** WRITTEN INSTRUCTION **
Copy the records from the line containing "of the paving" through the end of the records, inclusive, reproducing each line unchanged.

** RECORD EXTRACTS **
■ ■ ■ ■ ■
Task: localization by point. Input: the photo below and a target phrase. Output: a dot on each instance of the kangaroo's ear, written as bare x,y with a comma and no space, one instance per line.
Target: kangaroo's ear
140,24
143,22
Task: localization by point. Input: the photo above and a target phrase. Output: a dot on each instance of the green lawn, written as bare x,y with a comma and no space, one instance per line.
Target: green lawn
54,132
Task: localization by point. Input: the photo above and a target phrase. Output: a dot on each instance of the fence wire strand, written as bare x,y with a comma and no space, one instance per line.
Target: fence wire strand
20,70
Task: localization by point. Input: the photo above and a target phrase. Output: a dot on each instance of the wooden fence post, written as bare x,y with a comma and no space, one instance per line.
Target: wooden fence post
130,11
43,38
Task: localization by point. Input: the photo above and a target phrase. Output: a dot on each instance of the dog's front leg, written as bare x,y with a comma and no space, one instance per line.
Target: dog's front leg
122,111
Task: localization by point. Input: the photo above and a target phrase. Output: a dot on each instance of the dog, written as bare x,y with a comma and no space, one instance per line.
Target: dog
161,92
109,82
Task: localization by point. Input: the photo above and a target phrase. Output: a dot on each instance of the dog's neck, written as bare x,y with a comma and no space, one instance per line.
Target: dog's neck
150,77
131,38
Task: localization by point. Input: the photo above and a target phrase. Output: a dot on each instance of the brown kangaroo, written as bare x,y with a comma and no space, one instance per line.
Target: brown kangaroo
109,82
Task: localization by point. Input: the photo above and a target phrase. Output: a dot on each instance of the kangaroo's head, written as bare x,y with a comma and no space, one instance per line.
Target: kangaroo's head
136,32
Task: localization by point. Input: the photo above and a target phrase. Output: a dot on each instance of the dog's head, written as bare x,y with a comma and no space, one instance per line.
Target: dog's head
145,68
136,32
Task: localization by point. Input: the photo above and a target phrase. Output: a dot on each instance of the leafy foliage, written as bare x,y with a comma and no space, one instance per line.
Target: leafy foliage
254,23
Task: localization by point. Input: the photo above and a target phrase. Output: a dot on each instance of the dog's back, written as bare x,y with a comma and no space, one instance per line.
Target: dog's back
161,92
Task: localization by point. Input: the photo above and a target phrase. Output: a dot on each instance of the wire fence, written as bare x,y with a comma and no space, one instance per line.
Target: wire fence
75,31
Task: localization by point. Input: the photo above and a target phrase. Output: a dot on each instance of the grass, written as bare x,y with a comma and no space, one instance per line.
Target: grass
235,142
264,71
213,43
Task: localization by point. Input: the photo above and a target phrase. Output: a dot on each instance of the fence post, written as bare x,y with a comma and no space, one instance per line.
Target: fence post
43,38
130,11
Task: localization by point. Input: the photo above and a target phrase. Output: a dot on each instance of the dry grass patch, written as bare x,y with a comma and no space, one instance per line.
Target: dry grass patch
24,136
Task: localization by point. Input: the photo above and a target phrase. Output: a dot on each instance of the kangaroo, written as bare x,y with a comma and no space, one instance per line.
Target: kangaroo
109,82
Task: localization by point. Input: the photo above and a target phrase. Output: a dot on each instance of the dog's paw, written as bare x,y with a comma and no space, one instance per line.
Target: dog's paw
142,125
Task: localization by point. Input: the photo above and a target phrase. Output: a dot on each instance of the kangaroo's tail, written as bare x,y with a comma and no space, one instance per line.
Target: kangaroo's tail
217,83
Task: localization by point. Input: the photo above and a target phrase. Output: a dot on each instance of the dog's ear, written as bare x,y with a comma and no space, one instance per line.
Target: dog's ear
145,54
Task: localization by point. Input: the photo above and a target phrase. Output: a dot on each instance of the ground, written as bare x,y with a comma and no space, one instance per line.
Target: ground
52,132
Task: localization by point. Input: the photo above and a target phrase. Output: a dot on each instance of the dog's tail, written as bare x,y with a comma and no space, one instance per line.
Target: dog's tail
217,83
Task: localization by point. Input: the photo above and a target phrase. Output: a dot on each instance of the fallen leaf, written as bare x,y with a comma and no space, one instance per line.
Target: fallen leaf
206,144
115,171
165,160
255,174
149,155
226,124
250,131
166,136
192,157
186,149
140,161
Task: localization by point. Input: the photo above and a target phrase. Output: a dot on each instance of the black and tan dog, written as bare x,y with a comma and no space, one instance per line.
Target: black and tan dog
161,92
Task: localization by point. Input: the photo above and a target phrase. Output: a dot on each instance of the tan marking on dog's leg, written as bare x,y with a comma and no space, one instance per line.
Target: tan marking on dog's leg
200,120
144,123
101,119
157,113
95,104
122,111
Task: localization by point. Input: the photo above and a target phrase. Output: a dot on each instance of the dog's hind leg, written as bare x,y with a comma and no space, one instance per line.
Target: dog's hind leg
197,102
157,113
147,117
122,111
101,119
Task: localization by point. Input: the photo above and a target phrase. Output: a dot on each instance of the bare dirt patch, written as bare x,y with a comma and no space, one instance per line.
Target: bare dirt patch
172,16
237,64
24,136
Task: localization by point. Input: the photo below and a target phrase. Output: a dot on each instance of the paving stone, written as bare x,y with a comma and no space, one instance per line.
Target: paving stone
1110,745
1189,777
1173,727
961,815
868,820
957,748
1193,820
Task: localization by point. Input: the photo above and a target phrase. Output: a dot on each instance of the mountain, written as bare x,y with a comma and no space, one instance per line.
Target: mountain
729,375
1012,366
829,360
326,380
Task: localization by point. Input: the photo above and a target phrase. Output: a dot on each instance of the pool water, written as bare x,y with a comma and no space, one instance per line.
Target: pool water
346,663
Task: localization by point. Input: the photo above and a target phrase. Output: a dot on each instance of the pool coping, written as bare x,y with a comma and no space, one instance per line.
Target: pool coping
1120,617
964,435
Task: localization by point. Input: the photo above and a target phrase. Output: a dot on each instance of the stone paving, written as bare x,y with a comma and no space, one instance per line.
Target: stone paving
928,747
■ ■ ■ ■ ■
** SOLUTION TO THIS EXERCISE **
Task: localization by point. Input: the photo below and a target phrase. Output: a dot on each instance of the paving stone, written as bare x,y with a comma and no space, one instance per line.
Target: paving stone
1110,745
1189,777
1173,727
961,815
868,820
957,748
1193,820
Task: localization by point. Input: the photo above and a target phrase. Output: a dot on each instance of the mountain, written as bare x,y with a comma and no space, one instance per line.
Target: mountain
729,375
1012,366
829,360
326,380
Task: localization by point. Input: the photo above and a target phrase. Output: a dot on each instance of the pool water, written as bare x,y with a comma and no space, one instance per line.
Target: pool water
346,663
Task: localization by point. Input: the photo above and a target phrase. Output: a dot on each instance of the pool coping, written as bare x,y with a comma and no space, one instance per line.
Target: pool coping
1120,617
964,435
Task: localization by point. Input: the photo above and a target phrase. Output: a dot on each instance of the stone paving, written as bare x,y with a comma and no space, one instance per line.
Target: stone paving
928,747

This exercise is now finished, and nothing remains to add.